WHAT YOU NEED TO DO: Can you update the items below by swapping "Give a point for each instance" for "Mark each instance with a point" wherever it occurs, keeping everything else the same and leaving the pictures out?

THE RECORDS:
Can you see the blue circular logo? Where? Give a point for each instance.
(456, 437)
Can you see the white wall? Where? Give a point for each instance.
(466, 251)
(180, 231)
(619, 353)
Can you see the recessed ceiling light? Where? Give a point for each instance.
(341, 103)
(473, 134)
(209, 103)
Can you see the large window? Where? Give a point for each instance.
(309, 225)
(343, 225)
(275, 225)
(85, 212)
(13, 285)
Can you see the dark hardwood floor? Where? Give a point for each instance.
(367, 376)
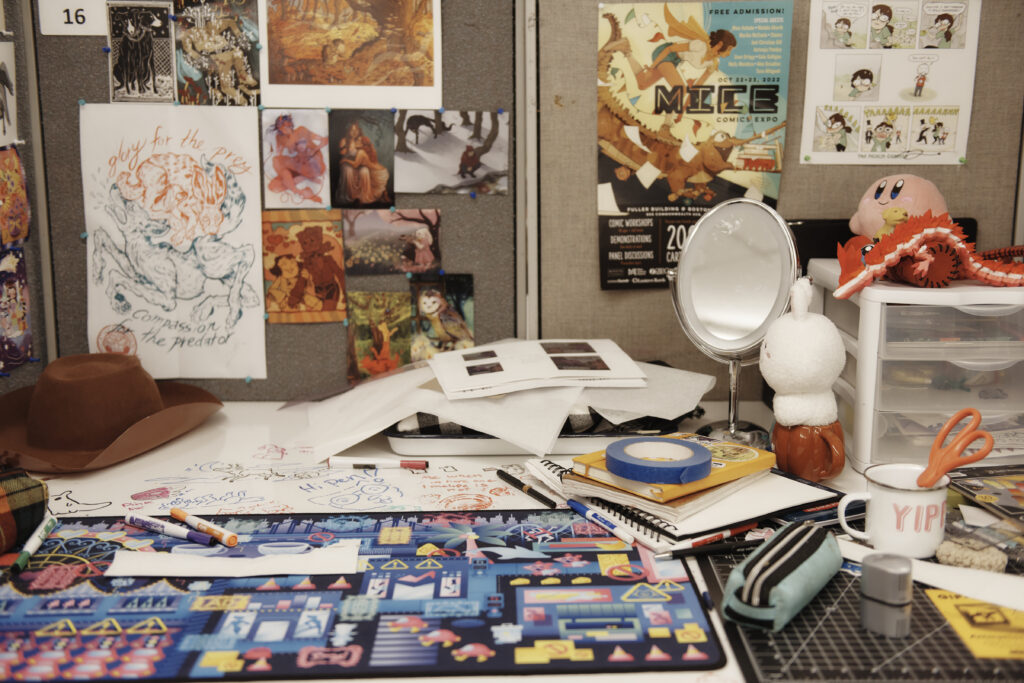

RESULT:
Can you see the blue circular logo? Where? Mark each instance with a point.
(456, 437)
Can you see the white wall? Where? Mark each instance with a point.
(466, 251)
(180, 231)
(619, 353)
Can you see the recessed ceiling light? Where? Mark each instance with a point.
(341, 103)
(473, 134)
(209, 103)
Can you see the large window? Where? Mark each instance with a point.
(309, 225)
(343, 225)
(275, 225)
(85, 212)
(13, 285)
Can you see the dark hardwood floor? Where? Mark each instance with a point.
(367, 376)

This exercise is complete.